-- What this task involves --
Present the lines in all the rows below as a Markdown table with two columns, No. and Text, numbering each line and skipping blank lines. Leave the pictures out of your answer.

● ● ● ● ● ● ●

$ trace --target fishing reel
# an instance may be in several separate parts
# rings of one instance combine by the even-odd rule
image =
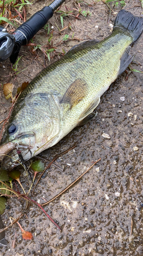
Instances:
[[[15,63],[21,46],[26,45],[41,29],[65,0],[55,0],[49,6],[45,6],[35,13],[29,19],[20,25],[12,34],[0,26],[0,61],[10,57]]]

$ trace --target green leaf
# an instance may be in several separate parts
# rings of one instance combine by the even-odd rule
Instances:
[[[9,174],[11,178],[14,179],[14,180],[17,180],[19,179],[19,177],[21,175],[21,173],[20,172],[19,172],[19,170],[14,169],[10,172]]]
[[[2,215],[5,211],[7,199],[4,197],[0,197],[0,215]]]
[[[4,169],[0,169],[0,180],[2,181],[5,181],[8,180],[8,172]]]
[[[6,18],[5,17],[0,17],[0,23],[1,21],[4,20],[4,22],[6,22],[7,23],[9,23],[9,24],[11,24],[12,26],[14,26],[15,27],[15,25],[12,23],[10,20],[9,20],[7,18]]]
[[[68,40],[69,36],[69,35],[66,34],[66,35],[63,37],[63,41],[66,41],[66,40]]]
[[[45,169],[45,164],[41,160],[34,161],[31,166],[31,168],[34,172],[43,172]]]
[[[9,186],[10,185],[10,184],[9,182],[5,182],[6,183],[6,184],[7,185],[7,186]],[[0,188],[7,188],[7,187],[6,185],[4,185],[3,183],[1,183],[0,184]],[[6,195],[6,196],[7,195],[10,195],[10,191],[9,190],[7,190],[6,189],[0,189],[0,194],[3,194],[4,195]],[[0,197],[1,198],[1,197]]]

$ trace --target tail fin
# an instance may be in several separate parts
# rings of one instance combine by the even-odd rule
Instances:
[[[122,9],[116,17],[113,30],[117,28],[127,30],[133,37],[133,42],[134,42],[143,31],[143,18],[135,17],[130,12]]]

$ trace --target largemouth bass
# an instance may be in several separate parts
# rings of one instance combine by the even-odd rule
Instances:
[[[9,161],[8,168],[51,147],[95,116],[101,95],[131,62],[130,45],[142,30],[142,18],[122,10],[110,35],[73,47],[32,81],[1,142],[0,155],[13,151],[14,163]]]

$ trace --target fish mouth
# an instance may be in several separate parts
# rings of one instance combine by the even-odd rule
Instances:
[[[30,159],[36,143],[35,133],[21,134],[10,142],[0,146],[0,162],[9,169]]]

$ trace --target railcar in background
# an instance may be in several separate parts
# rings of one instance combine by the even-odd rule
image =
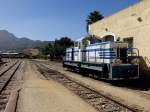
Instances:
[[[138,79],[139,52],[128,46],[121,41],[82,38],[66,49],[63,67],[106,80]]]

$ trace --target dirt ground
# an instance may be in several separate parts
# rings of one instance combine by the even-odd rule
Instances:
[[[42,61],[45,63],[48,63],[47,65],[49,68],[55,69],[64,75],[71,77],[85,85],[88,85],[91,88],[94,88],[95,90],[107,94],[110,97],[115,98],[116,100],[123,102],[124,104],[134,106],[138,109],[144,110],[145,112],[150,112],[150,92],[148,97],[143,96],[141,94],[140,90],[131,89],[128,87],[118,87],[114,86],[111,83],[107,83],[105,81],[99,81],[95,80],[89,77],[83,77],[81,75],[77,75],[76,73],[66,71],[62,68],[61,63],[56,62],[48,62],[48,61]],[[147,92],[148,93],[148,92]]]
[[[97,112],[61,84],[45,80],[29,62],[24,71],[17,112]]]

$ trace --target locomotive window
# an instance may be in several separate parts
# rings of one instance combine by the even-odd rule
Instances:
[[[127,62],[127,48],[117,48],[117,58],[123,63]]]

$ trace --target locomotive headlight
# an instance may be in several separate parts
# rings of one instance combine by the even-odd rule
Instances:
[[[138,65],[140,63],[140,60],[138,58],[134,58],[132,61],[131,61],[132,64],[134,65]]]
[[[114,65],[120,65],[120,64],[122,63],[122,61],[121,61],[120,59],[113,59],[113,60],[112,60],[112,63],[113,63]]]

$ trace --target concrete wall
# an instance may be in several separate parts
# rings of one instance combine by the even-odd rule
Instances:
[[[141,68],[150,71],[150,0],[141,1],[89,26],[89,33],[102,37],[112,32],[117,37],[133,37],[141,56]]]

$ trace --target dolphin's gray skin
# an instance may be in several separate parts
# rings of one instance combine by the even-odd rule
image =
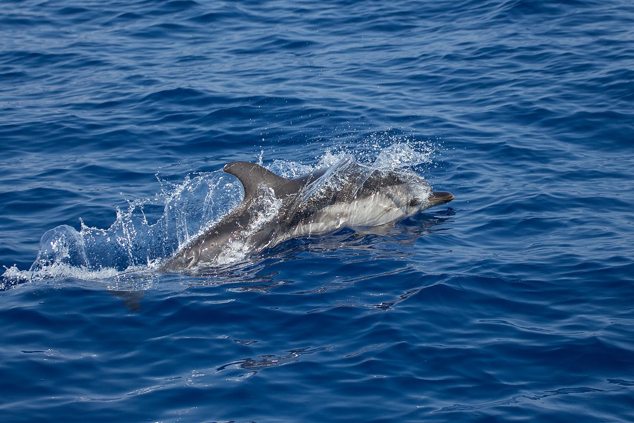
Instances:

● ● ● ● ● ● ●

-- Final result --
| No. | Text |
|---|---|
| 1 | $ trace --target fishing reel |
| 2 | # an instance may be in several separate parts |
| 3 | # rings of one instance combine by the even-odd rule |
| 4 | image = |
| 5 | Instances: |
| 6 | [[[15,63],[21,46],[26,45],[41,29],[65,0],[55,0],[49,6],[45,6],[35,13],[29,19],[20,25],[12,34],[0,26],[0,61],[10,57]]] |
| 7 | $ trace --target green leaf |
| 8 | # an instance may be in several separate parts |
| 9 | # rings of one instance combine by the even-odd rule |
| 10 | Instances: |
| 11 | [[[9,174],[11,178],[14,179],[14,180],[17,180],[19,179],[19,177],[21,175],[21,173],[20,172],[19,172],[19,170],[14,169],[10,172]]] |
| 12 | [[[2,215],[5,211],[7,199],[4,197],[0,197],[0,215]]] |
| 13 | [[[4,169],[0,169],[0,180],[2,181],[5,181],[8,180],[8,172]]] |
| 14 | [[[6,18],[5,17],[0,17],[0,23],[1,21],[4,20],[4,22],[6,22],[7,23],[9,23],[9,24],[11,24],[12,26],[14,26],[15,27],[15,25],[12,23],[10,20],[9,20],[7,18]]] |
| 15 | [[[68,40],[69,36],[69,35],[66,34],[66,35],[63,37],[63,41],[66,41],[66,40]]] |
| 16 | [[[45,169],[45,164],[41,160],[34,161],[31,166],[31,168],[34,172],[43,172]]] |
| 17 | [[[9,186],[10,185],[10,184],[9,182],[5,182],[6,183],[6,184],[7,185],[7,186]],[[0,188],[7,188],[7,187],[6,185],[4,185],[3,183],[1,183],[0,184]],[[6,195],[6,196],[7,195],[10,195],[10,191],[9,190],[7,190],[6,189],[0,189],[0,194],[3,194],[4,195]],[[0,197],[1,198],[1,197]]] |
| 18 | $ trace --target tail fin |
| 19 | # an instance may be in several separate parts |
| 20 | # rings of one instance combine by the even-odd rule |
| 21 | Instances: |
| 22 | [[[122,9],[116,17],[113,30],[117,28],[127,30],[133,37],[133,42],[134,42],[143,31],[143,18],[135,17],[130,12]]] |
| 23 | $ trace --target largemouth bass |
| 24 | # an instance may be in several separate parts |
| 25 | # rings of one instance combine by the even-odd rule |
| 26 | Instances: |
| 27 | [[[9,161],[8,168],[51,147],[95,116],[101,95],[131,62],[130,45],[142,30],[142,18],[122,10],[110,35],[73,47],[32,81],[1,142],[0,155],[13,151],[14,163]]] |
| 28 | $ trace --target fish mouth |
| 29 | # an instance may be in several separate parts |
| 30 | # rings of one instance combine by the even-odd rule |
| 31 | Instances: |
| 32 | [[[30,159],[36,143],[35,133],[21,134],[10,142],[0,146],[0,162],[9,169]]] |
| 33 | $ trace --target railcar in background |
| 34 | # an instance may be in several separate parts |
| 35 | # rings of one instance combine by the even-odd rule |
| 36 | image = |
| 37 | Instances: |
| 38 | [[[138,79],[139,52],[128,46],[121,41],[82,38],[66,49],[63,67],[106,80]]] |
| 39 | $ trace --target dirt ground |
| 40 | # an instance may be in several separate parts |
| 41 | # rings of one instance combine by the even-odd rule |
| 42 | Instances: |
| 43 | [[[42,61],[45,63],[48,63],[47,65],[49,68],[55,69],[64,75],[71,77],[85,85],[88,85],[91,88],[94,88],[95,90],[107,94],[110,97],[115,98],[116,100],[123,102],[124,104],[134,106],[138,109],[144,110],[145,112],[150,112],[150,92],[148,97],[143,96],[141,94],[140,90],[131,89],[128,87],[118,87],[114,86],[111,83],[107,83],[105,81],[99,81],[95,80],[89,77],[83,77],[81,75],[77,75],[76,73],[66,71],[62,68],[61,63],[56,62],[48,62],[48,61]],[[147,92],[148,93],[148,92]]] |
| 44 | [[[97,112],[61,84],[45,80],[29,62],[24,71],[17,112]]] |
| 45 | $ trace --target locomotive window |
| 46 | # an instance may be in several separate parts |
| 47 | # rings of one instance combine by the even-odd rule |
| 48 | Instances: |
| 49 | [[[127,62],[127,48],[117,48],[117,58],[123,63]]] |
| 50 | $ trace --target locomotive headlight |
| 51 | # an instance may be in several separate parts |
| 52 | # rings of one instance combine by the even-odd rule |
| 53 | Instances: |
| 54 | [[[138,65],[140,63],[140,60],[138,58],[134,58],[132,61],[131,61],[132,64],[134,65]]] |
| 55 | [[[114,65],[120,65],[120,64],[122,63],[122,61],[121,61],[120,59],[113,59],[113,60],[112,60],[112,63],[113,63]]] |
| 56 | $ trace --target concrete wall |
| 57 | # an instance may be in several separate parts |
| 58 | # rings of one instance combine by the even-odd rule |
| 59 | Instances: |
| 60 | [[[141,68],[150,71],[150,0],[141,1],[89,26],[89,33],[102,37],[112,32],[117,37],[133,37],[141,56]]] |
| 61 | $ trace --target dolphin's gray skin |
| 62 | # an instance may be in several separate parts |
| 63 | # rings of one instance combine by the even-odd rule |
| 64 | image = |
| 65 | Instances: |